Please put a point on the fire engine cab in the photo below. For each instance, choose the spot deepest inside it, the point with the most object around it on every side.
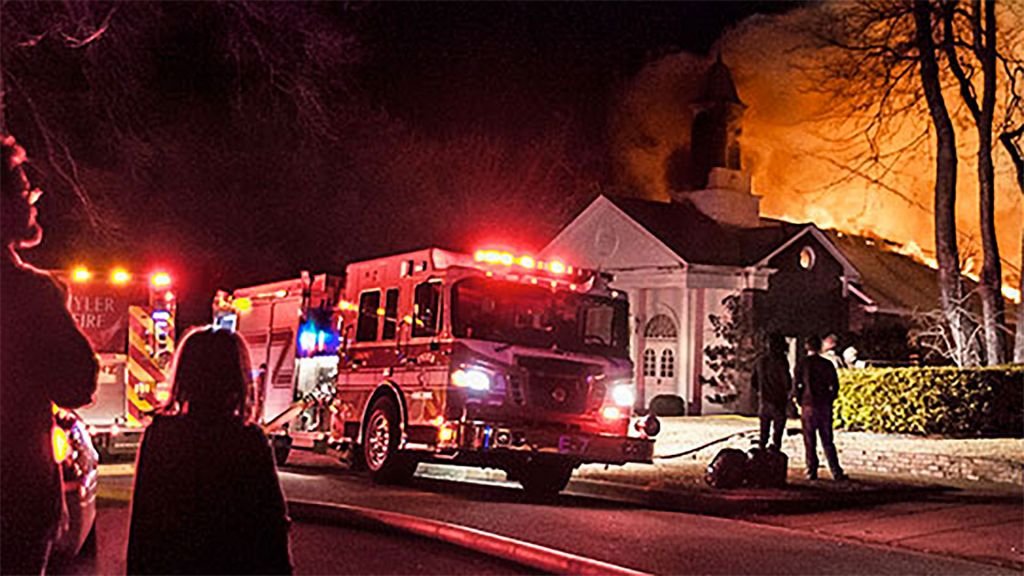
(489, 360)
(129, 321)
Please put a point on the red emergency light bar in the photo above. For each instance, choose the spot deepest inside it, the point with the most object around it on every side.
(556, 268)
(159, 280)
(531, 269)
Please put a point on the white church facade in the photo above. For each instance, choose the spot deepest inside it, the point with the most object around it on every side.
(680, 261)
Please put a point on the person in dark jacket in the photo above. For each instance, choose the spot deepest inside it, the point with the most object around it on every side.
(45, 361)
(207, 499)
(816, 385)
(771, 379)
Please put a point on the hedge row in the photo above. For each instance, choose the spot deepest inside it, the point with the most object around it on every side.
(933, 401)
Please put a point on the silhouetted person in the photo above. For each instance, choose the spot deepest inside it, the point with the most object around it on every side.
(207, 499)
(44, 359)
(829, 351)
(771, 379)
(816, 385)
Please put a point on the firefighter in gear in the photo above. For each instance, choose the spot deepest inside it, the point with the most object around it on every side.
(45, 360)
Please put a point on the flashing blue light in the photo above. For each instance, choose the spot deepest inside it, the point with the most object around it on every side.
(313, 340)
(307, 340)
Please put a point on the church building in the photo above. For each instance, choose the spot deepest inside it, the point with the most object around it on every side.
(706, 273)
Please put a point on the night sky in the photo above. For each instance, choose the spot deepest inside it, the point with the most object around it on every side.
(236, 142)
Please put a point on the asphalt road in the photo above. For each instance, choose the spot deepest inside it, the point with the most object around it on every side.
(662, 542)
(315, 549)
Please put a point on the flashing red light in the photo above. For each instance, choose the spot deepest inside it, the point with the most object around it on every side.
(161, 280)
(120, 276)
(611, 413)
(60, 445)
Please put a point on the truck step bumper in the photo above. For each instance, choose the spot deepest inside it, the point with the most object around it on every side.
(586, 448)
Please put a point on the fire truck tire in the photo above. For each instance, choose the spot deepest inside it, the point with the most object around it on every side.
(545, 477)
(380, 445)
(282, 446)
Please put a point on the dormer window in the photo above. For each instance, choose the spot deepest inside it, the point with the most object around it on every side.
(807, 257)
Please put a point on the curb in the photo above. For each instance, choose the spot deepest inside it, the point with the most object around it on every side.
(525, 553)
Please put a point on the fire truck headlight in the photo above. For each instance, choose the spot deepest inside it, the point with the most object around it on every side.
(623, 395)
(471, 378)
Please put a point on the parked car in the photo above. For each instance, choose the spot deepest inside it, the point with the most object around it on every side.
(80, 470)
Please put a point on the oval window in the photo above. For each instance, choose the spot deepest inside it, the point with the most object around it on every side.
(807, 257)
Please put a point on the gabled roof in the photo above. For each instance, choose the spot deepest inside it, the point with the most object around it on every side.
(697, 239)
(893, 281)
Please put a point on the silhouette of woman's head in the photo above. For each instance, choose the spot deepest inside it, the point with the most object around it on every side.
(211, 374)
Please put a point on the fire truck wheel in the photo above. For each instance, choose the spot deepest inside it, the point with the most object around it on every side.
(545, 477)
(282, 448)
(380, 445)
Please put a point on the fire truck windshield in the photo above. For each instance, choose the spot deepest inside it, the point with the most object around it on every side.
(528, 315)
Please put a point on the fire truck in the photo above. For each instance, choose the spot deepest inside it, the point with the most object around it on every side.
(129, 321)
(488, 359)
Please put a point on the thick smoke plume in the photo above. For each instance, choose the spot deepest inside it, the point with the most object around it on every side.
(803, 163)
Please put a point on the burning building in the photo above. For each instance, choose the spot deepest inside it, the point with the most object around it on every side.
(707, 273)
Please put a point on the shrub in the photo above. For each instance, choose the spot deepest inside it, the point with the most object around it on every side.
(942, 401)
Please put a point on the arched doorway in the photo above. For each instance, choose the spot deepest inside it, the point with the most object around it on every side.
(659, 361)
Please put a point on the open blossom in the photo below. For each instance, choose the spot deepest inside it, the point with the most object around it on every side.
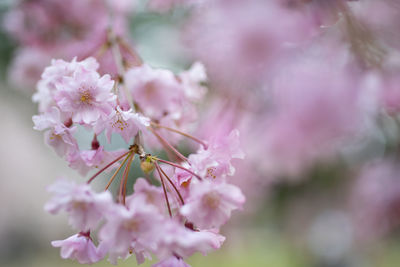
(191, 80)
(171, 262)
(55, 73)
(58, 135)
(126, 123)
(86, 95)
(78, 247)
(147, 194)
(180, 241)
(215, 160)
(210, 204)
(127, 230)
(85, 160)
(156, 91)
(85, 208)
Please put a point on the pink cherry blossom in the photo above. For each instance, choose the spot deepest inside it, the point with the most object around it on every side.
(29, 64)
(86, 95)
(78, 247)
(85, 208)
(54, 74)
(58, 136)
(126, 123)
(146, 194)
(127, 230)
(215, 161)
(210, 204)
(156, 91)
(180, 241)
(85, 160)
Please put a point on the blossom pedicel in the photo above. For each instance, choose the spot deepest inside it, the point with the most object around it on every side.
(171, 215)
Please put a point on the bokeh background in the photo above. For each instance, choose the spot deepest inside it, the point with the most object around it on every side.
(287, 222)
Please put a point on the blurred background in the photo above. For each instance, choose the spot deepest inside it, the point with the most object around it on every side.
(312, 85)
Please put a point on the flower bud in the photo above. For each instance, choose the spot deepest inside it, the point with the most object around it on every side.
(147, 166)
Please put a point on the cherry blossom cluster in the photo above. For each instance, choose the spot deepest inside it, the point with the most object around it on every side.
(47, 29)
(171, 221)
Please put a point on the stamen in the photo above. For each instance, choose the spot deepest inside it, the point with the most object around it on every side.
(115, 174)
(173, 185)
(107, 166)
(181, 133)
(124, 179)
(165, 142)
(178, 166)
(165, 191)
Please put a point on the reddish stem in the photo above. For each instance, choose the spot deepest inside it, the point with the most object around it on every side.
(115, 174)
(165, 191)
(165, 142)
(107, 166)
(180, 167)
(124, 179)
(181, 133)
(169, 180)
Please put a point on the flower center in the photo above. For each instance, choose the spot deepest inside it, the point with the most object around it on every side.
(79, 205)
(132, 225)
(86, 97)
(119, 123)
(210, 172)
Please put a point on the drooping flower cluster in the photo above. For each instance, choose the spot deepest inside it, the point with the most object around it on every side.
(171, 221)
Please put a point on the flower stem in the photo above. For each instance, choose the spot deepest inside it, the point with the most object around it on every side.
(168, 145)
(169, 180)
(124, 179)
(115, 174)
(165, 191)
(107, 166)
(181, 133)
(178, 166)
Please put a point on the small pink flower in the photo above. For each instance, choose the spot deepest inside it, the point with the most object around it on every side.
(178, 240)
(85, 207)
(55, 73)
(86, 95)
(210, 204)
(156, 91)
(125, 123)
(58, 136)
(171, 262)
(126, 230)
(86, 160)
(146, 194)
(215, 161)
(80, 248)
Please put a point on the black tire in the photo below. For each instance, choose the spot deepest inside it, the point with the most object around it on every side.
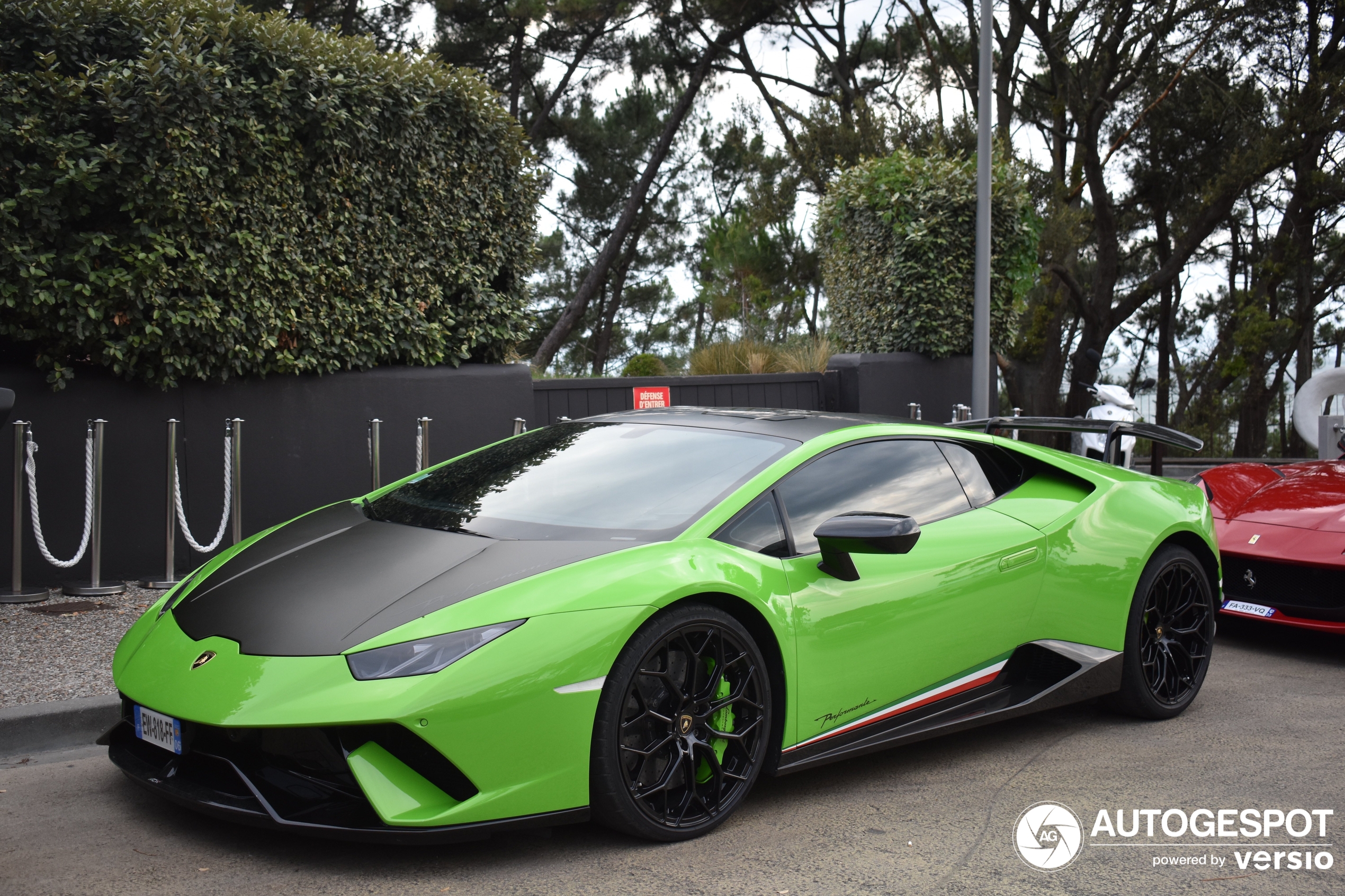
(1169, 637)
(683, 726)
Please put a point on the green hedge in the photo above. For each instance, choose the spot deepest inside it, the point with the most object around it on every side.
(898, 240)
(193, 191)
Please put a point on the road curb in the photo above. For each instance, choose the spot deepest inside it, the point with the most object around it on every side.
(57, 725)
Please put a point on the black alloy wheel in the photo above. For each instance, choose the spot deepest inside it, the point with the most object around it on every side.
(1169, 637)
(683, 726)
(1176, 633)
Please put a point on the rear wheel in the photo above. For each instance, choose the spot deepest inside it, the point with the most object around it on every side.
(683, 726)
(1169, 637)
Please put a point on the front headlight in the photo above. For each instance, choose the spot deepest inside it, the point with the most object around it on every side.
(425, 656)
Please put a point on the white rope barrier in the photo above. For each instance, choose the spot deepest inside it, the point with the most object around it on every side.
(31, 469)
(223, 518)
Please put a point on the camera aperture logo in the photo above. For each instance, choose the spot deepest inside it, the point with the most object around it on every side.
(1048, 836)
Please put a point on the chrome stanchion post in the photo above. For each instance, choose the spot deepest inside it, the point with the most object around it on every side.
(171, 520)
(96, 586)
(374, 460)
(423, 444)
(236, 493)
(16, 593)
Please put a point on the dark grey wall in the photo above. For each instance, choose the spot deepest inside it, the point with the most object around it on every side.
(888, 383)
(304, 445)
(576, 398)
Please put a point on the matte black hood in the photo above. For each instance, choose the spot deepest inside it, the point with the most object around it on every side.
(333, 580)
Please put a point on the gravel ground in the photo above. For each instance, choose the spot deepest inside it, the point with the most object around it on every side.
(53, 657)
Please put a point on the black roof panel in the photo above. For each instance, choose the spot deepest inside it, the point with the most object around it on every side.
(766, 421)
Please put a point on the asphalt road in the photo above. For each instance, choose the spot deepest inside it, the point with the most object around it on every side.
(1267, 731)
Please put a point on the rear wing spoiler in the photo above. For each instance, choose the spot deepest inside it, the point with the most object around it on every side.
(1113, 429)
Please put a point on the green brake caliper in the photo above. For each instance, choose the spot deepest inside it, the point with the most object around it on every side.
(721, 720)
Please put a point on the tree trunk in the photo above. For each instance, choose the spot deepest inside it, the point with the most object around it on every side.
(1165, 341)
(598, 273)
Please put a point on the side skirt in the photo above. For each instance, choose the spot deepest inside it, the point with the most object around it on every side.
(1042, 675)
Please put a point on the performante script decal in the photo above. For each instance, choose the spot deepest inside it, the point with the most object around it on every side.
(837, 717)
(969, 680)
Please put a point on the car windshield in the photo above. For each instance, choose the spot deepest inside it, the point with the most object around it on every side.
(584, 483)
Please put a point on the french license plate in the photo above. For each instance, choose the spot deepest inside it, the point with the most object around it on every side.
(159, 730)
(1254, 609)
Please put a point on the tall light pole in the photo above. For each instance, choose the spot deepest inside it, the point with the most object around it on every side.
(981, 310)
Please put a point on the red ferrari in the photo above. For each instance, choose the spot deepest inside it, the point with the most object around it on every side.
(1282, 533)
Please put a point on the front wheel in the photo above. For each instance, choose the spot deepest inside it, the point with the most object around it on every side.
(1169, 637)
(683, 726)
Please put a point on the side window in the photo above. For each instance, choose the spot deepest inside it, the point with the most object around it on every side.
(903, 476)
(970, 473)
(758, 530)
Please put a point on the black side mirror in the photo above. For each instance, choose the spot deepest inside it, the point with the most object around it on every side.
(863, 532)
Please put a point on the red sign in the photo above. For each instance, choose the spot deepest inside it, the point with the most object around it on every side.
(653, 397)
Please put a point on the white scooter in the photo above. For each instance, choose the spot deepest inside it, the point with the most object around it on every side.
(1117, 405)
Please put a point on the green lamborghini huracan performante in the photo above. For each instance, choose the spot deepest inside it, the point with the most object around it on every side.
(631, 617)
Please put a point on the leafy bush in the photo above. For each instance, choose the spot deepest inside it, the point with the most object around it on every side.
──────────
Begin with the line that contains "Please put a point on the red sign" and quote each line after it exactly, stopping after the last line of the data.

Please put a point on the red sign in the photo above. For each instance, choose the spot deepest inside it, the point with the most object around it on every side.
(653, 397)
Please put a point on the white scooter in the photo above. For each instance, choose the spot deepest inside it, the point with the most object around it on every side.
(1117, 405)
Please put a point on the green lamborghini huracan performante in the photo above. For each instance, choose the spot deepest inside it, the point with the most object around it on every side.
(631, 617)
Please put a point on the leafy bush in the photo above. For each instance, choose the spot deepest inside it, the point with the most object around it on every side.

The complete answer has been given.